Records shown:
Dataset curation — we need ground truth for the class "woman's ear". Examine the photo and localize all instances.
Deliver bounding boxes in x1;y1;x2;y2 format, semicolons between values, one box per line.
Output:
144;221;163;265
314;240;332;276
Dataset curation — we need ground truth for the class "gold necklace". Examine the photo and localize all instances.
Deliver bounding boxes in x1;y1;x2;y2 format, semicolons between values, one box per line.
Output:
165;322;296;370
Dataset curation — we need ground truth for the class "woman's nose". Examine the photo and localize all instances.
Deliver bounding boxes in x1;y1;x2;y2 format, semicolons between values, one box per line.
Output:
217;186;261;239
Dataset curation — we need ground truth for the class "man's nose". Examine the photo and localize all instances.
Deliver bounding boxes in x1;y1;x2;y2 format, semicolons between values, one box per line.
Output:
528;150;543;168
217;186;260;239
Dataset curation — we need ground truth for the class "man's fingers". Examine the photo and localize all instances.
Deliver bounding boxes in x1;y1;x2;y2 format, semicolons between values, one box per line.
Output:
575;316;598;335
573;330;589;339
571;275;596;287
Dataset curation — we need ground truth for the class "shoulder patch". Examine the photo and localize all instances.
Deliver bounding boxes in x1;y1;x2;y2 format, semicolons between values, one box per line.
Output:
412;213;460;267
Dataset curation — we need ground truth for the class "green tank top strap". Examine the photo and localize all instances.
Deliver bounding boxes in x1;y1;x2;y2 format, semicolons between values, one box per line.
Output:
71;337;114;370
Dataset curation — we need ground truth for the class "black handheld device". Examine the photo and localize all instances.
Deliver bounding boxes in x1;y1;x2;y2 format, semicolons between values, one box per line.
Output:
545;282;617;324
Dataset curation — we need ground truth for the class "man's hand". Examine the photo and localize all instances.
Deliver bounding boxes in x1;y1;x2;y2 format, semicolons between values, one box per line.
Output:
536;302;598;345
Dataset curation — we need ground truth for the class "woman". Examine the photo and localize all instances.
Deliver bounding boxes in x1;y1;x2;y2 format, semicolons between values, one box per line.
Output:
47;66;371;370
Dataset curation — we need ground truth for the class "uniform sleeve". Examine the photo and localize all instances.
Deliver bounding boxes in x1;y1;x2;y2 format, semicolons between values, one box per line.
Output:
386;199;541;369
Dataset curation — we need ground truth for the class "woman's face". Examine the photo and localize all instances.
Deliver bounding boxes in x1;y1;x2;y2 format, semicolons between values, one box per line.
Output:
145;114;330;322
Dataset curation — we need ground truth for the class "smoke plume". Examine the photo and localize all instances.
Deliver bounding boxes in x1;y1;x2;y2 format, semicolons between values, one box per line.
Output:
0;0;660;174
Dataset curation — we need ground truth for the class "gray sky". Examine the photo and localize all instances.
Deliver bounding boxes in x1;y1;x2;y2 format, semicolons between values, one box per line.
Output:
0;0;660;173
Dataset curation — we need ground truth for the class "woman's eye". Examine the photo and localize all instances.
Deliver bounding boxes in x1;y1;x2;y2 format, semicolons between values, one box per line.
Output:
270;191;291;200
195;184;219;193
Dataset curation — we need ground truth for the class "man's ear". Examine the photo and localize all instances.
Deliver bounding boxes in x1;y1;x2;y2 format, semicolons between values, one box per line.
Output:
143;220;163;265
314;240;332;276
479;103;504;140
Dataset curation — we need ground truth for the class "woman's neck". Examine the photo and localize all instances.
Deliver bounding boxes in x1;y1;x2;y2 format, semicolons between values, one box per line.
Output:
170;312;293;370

Task directions:
Reproduce the records from their beginning through the line that contains "217;186;261;239", requests included, and multiply every bounding-box coordinate in the answers by 0.5, rounding to whole numbers with halves going up. Give nothing beyond those lines.

Solution for this exercise:
Dataset curation — we need ground truth for the class "woman's ear". Examine the photo and localize all instances.
Deliver bounding boxes in x1;y1;x2;y2 format, semicolons between values, one box per line.
Output:
72;111;82;133
157;120;166;138
Dataset curation — we need ground truth for the class "gold necklace". Examine the photo and localize all instances.
Deliver bounding boxes in x1;y1;x2;y2 format, semicolons between values, one box per line.
Output:
83;161;148;185
Dataset curation — we need ground truth for the class "woman's nose". Examine the photo and localize all instances.
Deliver bounding boxes in x1;y1;x2;y2 format, semicolons between values, one box per line.
Output:
109;93;131;120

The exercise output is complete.